Natural-language object grounding data:
┄┄┄┄┄┄┄┄┄┄

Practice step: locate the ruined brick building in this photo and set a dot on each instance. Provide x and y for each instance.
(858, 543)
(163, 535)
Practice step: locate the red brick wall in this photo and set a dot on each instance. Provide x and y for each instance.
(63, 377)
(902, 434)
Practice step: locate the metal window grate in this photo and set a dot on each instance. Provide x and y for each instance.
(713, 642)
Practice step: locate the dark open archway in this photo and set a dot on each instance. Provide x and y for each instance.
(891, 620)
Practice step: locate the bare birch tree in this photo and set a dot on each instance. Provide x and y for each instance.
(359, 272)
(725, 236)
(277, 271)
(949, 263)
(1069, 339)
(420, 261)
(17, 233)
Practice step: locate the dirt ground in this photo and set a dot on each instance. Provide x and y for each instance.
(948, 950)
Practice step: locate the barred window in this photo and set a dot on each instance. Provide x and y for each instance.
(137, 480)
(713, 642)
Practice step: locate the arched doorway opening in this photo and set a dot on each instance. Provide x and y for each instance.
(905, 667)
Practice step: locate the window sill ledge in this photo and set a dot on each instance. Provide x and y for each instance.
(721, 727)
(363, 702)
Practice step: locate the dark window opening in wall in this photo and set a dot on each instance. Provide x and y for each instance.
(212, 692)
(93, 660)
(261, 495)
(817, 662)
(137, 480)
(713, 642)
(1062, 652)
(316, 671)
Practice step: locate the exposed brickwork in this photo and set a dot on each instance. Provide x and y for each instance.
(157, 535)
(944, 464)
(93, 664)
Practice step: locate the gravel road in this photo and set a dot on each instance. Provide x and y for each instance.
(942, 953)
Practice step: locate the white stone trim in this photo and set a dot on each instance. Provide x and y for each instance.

┄┄┄┄┄┄┄┄┄┄

WORK INSTRUCTION: All of the records above are to be set down again exactly.

EXERCISE OUTPUT:
Practice step: locate the ruined brick building in this photo and set a dot on each instance. Provide x and y for each instance.
(858, 543)
(163, 535)
Practice step: locate the red brick wall in this photo and set a dot on each instance. Provide x and y for each instance.
(63, 377)
(902, 434)
Practice step: locate the metal window grate in this photo and set a dot on each instance. Provide x and y for each instance.
(713, 642)
Practice step: locate the dark open archway in this photo and set a dot on each instance. Provide x and y for each instance.
(891, 620)
Practice step: locate the bare birch tree in this photo and set a dot on each instance. Provide x and y for each instance.
(359, 272)
(725, 236)
(277, 271)
(949, 263)
(1069, 339)
(420, 261)
(17, 233)
Practice step: locate the dirt ground in this photo and set a dot on each instance. Provide x and y for each instance.
(948, 950)
Practice step: locate the barred window in this photo and set a dot on each instance. Provide x and y for each instance.
(137, 480)
(713, 642)
Practice step: locate the arched doorway opening in this photo and set a dot on each instance. Provide x and y for each instance.
(905, 667)
Practice step: locate the window sill ledge in this photo and set a dot on each instance. Provide x and y for each instance.
(721, 727)
(363, 702)
Practice step: locate the dark window opening in wall in this photo and set a dot on each instance. Provide x and y for each instance.
(212, 692)
(93, 660)
(261, 495)
(817, 662)
(137, 480)
(713, 642)
(1062, 652)
(316, 671)
Practice step: locate the exposed brickwork in this photo and set a dot on each instance. Provide x and y for each instance.
(157, 535)
(944, 464)
(93, 664)
Practice step: locate the gravel road in this photo and set a dot on each instance. Provide x and y for each instance.
(942, 953)
Practice step: locate the white stone trim in this photo and set a dot on each instance. Provide x and y for each instance.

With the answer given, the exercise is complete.